_TASK DESCRIPTION_
Every entry is to be returned as it stands, apart from the pictures.

Source data

============================================================

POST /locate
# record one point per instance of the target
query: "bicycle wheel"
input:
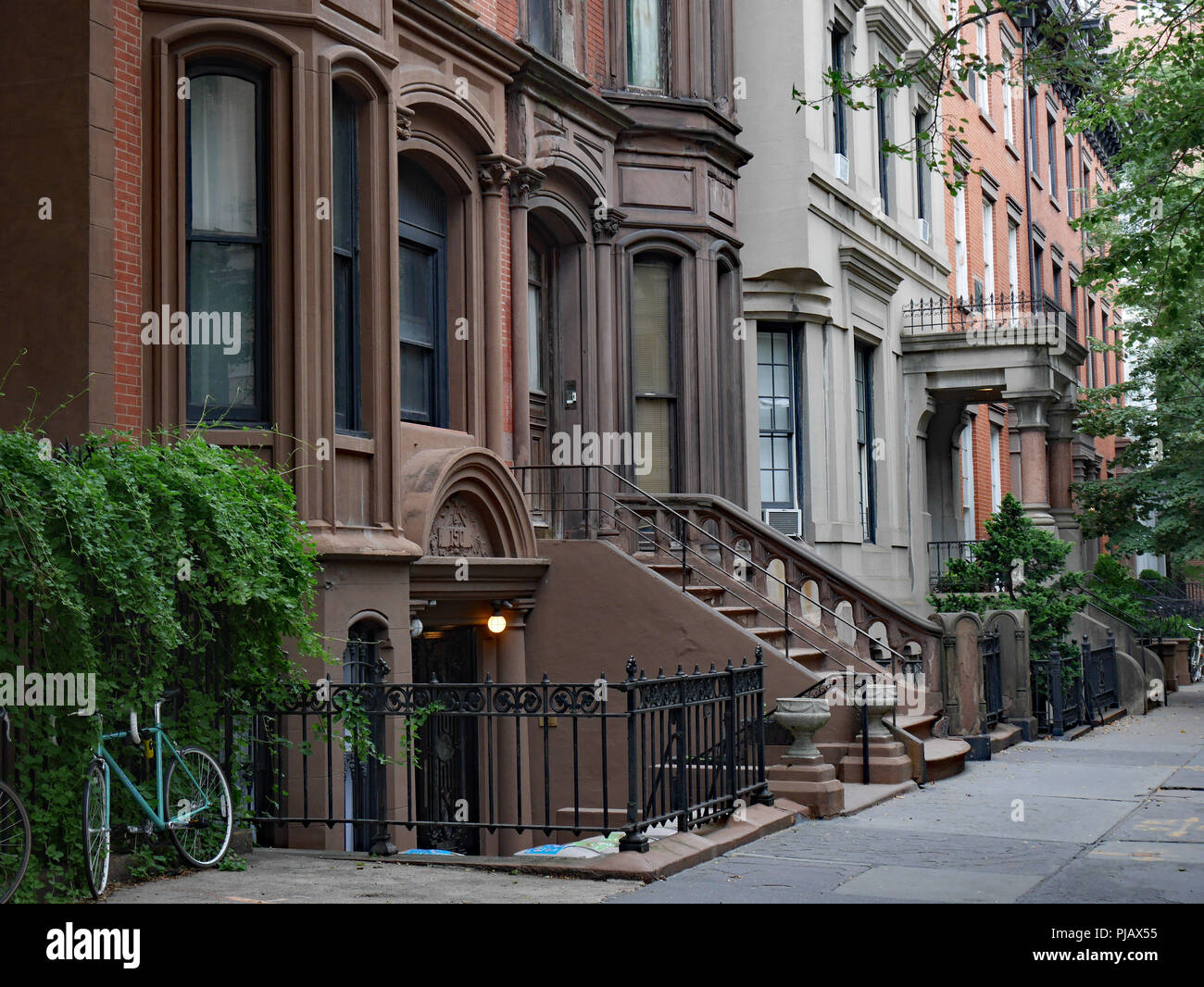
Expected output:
(205, 838)
(15, 842)
(95, 829)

============================================================

_COMPLETED EXERCISE_
POST /locate
# record one point per instance of the target
query: "bicycle wheel"
input:
Expected output:
(205, 838)
(15, 842)
(95, 829)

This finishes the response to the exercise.